Task details. Please rewrite all of the records below with "one pin" changed to "a single pin" and everything else left the same. Leave the pictures out of your answer.
START Dataset records
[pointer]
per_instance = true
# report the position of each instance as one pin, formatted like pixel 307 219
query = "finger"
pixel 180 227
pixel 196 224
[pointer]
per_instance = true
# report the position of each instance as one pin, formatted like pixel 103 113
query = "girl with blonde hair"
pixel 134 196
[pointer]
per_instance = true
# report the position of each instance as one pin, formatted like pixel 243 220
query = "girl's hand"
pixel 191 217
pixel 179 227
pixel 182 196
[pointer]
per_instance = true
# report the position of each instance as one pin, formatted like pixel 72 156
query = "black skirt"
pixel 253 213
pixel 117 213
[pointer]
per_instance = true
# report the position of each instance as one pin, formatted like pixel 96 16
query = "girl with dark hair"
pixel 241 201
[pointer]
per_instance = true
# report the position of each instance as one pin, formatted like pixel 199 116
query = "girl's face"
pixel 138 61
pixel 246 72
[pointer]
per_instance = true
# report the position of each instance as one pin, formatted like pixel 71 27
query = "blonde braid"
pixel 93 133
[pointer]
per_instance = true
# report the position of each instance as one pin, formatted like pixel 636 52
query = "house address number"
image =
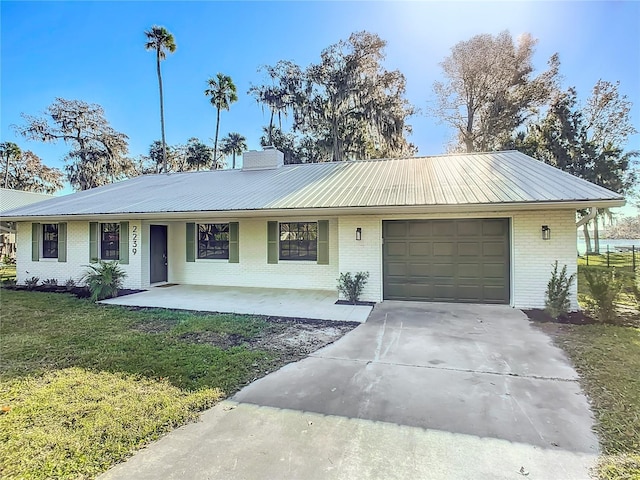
pixel 134 239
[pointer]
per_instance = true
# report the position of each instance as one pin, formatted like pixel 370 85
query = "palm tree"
pixel 223 93
pixel 233 144
pixel 161 41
END Dataset records
Exercise output.
[pointer]
per_instance = true
# report the position of each instance as a single pin, formatted like pixel 307 219
query = "finger"
pixel 180 227
pixel 196 224
[pointer]
per_instance = true
# report the position of each instance as a single pin, formatted like pixel 103 113
query = "girl with blonde hair"
pixel 134 196
[pointer]
per_instance = true
# report the position of each instance as a single pin, formatted like pixel 243 220
query = "girl's hand"
pixel 191 217
pixel 179 227
pixel 182 196
[pointer]
per_instance = true
# report the position of each instance as a single pin, formatted like pixel 72 156
query = "black skirt"
pixel 253 213
pixel 117 213
[pointer]
per_instance = true
# report the position of each instance as a single pin, formatted like pixel 96 16
query = "girl with dark hair"
pixel 241 201
[pointer]
per_instance = true
# report the position of each instance as a single pin, formatted like pixel 199 116
query = "girl's face"
pixel 138 61
pixel 246 72
[pointer]
per_instance = true
# report the position of each instance as a single pin, formatted like pixel 71 27
query = "blonde braid"
pixel 93 133
[pointer]
per_instance = true
# report the position of each instance as a single pin, formatted like pixel 636 52
query = "house address number"
image =
pixel 134 239
[pointer]
per_instance = true
# report the position of each instance as a single pin, formatted like pixel 370 85
query = "palm tree"
pixel 223 93
pixel 233 144
pixel 161 41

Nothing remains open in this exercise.